Sunday, December 1, 2013

How far is the human proteome project at this point?

The human proteome project has been rocking for a while now.  How far has all this work gotten so far.

Well, here is an update (not open access), compliments of JPR and Terry Farrah et. al., and the number is around 62%.

62% what?

Oh, 62% of the coding sequences of DNA that we think code for proteins have strong supporting evidence of their existence in MS/MS spectra. That's pretty cool right  Over half way!

Let's take a moment and think about how great this is, and how far we've come so far!

While doing so, let's forget the fact that one post translational modification can have dramatic ramifications on the function of a protein.  Let's also forget the fact that in 2011, we knew of about 80,000 specific PTMs. Also, let's forget about conformational changes that can have effects every bit as impressive as PTMs.

Please don't get me wrong, I'm not trying to put down the work of the participants of the human proteome project or the good people at ISB who are running the peptide atlas.  I'm simply concerned about our tendency to underestimate the complexity of biological systems.  We did that with the human genome project.  First of all, getting MS/MS spectra for all of the proteins predicted from the HGP data is the tip of the iceberg.  Secondly, let's not declare big ongoing projects completed for a while.  Grant dollars are pretty scarce out there, and we don't need ignorant politicans reading headlines and cutting all the money to our friends because they think the job is done.

__Stored data__:

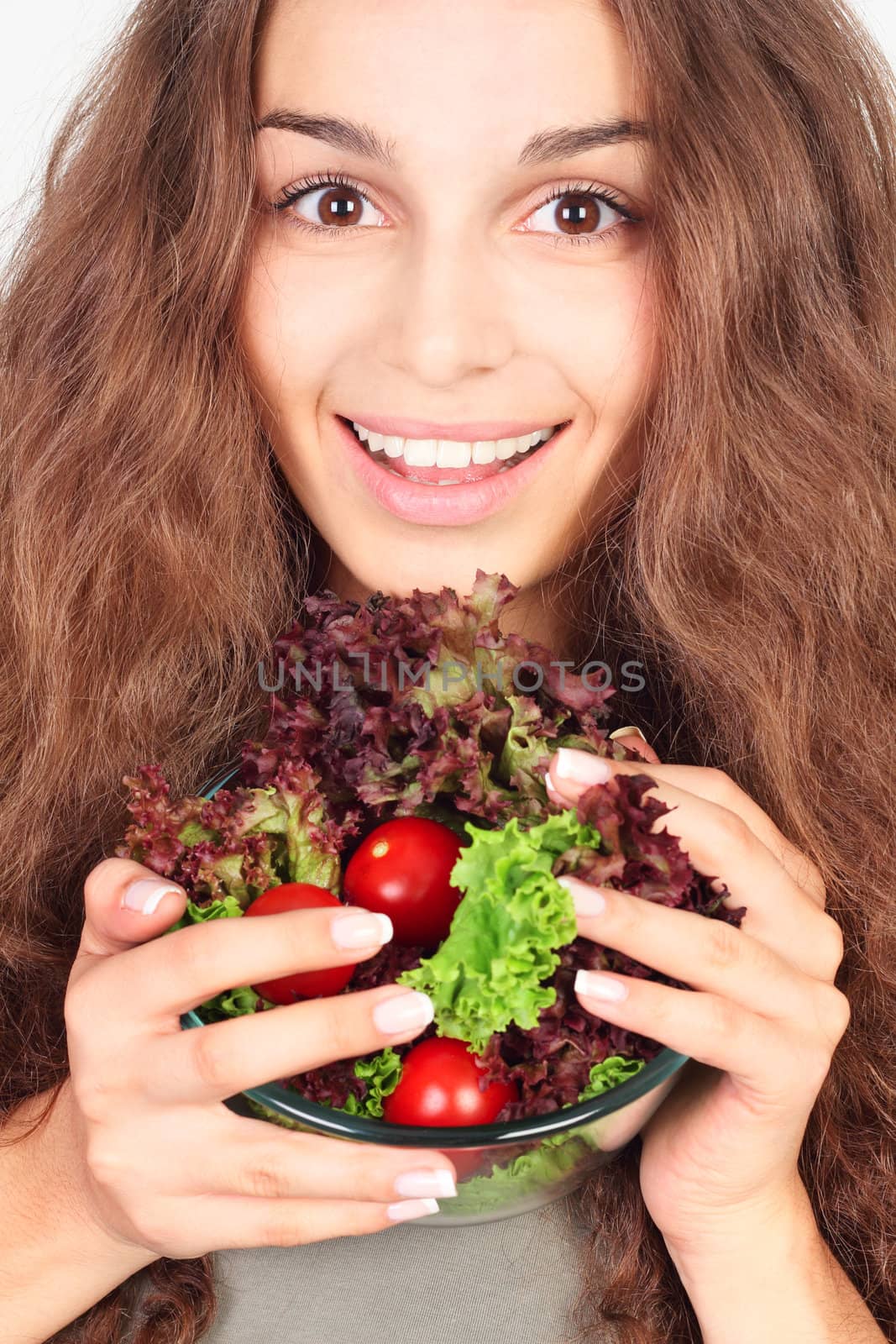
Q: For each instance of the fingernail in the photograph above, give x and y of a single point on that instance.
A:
(622, 732)
(360, 929)
(426, 1182)
(403, 1012)
(579, 766)
(593, 984)
(145, 895)
(586, 900)
(411, 1209)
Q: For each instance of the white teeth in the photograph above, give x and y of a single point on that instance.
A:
(419, 452)
(453, 454)
(446, 452)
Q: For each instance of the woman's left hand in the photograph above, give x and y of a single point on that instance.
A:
(763, 1018)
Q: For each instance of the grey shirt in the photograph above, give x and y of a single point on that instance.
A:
(504, 1283)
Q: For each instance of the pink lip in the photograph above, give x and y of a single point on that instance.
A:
(468, 432)
(443, 506)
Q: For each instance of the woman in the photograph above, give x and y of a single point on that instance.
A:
(699, 296)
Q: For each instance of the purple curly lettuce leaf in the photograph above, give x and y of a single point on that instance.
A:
(550, 1063)
(238, 843)
(355, 703)
(332, 1084)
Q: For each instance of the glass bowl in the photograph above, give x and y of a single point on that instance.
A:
(503, 1168)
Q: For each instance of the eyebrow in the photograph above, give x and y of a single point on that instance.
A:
(544, 147)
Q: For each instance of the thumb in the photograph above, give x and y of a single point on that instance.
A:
(634, 739)
(125, 904)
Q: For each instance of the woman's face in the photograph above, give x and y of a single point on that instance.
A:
(446, 302)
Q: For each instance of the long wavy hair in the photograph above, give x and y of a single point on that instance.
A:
(152, 549)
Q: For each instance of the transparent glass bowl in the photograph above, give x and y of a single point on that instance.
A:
(503, 1169)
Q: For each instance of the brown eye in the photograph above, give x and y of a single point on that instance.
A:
(329, 206)
(577, 213)
(340, 206)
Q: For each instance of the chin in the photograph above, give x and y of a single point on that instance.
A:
(437, 562)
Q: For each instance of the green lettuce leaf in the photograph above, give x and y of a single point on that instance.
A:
(555, 1156)
(500, 948)
(382, 1074)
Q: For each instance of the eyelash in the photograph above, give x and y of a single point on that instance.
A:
(307, 185)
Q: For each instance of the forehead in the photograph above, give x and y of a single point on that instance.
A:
(448, 78)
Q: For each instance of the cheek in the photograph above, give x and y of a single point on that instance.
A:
(291, 333)
(613, 369)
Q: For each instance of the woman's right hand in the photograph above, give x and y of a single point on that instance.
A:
(168, 1167)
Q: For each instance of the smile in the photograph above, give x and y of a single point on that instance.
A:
(454, 454)
(443, 481)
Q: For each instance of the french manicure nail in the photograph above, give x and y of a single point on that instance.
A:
(426, 1182)
(405, 1012)
(593, 984)
(622, 732)
(586, 900)
(145, 895)
(360, 929)
(579, 766)
(411, 1209)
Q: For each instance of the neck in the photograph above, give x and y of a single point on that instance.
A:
(539, 613)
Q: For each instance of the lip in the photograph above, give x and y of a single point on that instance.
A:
(443, 506)
(466, 432)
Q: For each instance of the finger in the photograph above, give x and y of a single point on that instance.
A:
(221, 1059)
(246, 1222)
(708, 954)
(125, 905)
(254, 1158)
(759, 1055)
(571, 772)
(720, 844)
(636, 741)
(707, 1027)
(190, 965)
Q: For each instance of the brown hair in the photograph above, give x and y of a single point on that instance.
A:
(752, 570)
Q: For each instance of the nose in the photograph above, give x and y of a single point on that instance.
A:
(445, 315)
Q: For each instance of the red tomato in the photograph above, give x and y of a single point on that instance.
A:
(402, 870)
(304, 984)
(439, 1085)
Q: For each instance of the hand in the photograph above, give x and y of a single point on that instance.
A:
(165, 1164)
(765, 1016)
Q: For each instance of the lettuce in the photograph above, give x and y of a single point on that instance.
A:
(557, 1155)
(382, 1074)
(490, 968)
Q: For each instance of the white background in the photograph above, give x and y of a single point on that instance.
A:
(49, 47)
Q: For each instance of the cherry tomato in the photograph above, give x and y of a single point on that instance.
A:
(402, 870)
(439, 1085)
(304, 984)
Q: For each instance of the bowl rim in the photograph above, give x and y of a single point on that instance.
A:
(291, 1105)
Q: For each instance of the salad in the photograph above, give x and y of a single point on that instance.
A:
(403, 770)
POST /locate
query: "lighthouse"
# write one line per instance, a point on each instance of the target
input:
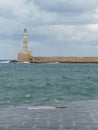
(25, 40)
(25, 54)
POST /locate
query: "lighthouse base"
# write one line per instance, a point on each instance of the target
(24, 56)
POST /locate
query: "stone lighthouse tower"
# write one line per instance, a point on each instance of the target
(25, 40)
(25, 54)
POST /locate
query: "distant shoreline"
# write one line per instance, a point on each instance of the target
(59, 60)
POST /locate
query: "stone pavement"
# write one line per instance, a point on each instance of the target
(81, 115)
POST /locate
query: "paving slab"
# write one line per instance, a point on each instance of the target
(80, 115)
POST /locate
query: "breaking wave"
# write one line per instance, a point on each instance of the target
(5, 61)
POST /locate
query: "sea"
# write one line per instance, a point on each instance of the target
(27, 83)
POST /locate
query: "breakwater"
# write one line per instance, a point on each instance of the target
(64, 59)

__Questions on the material__:
1. In the blog post on the human proteome project, about how many specific PTMs were known in 2011?
2. Transcribe the stretch of the blog post on the human proteome project from "How far is the" through "right  Over half way!".

__Exercise responses__:
1. About 80,000

2.
How far is the human proteome project at this point?

The human proteome project has been rocking for a while now.  How far has all this work gotten so far.

Well, here is an update (not open access), compliments of JPR and Terry Farrah et. al., and the number is around 62%.

62% what?

Oh, 62% of the coding sequences of DNA that we think code for proteins have strong supporting evidence of their existence in MS/MS spectra. That's pretty cool right  Over half way!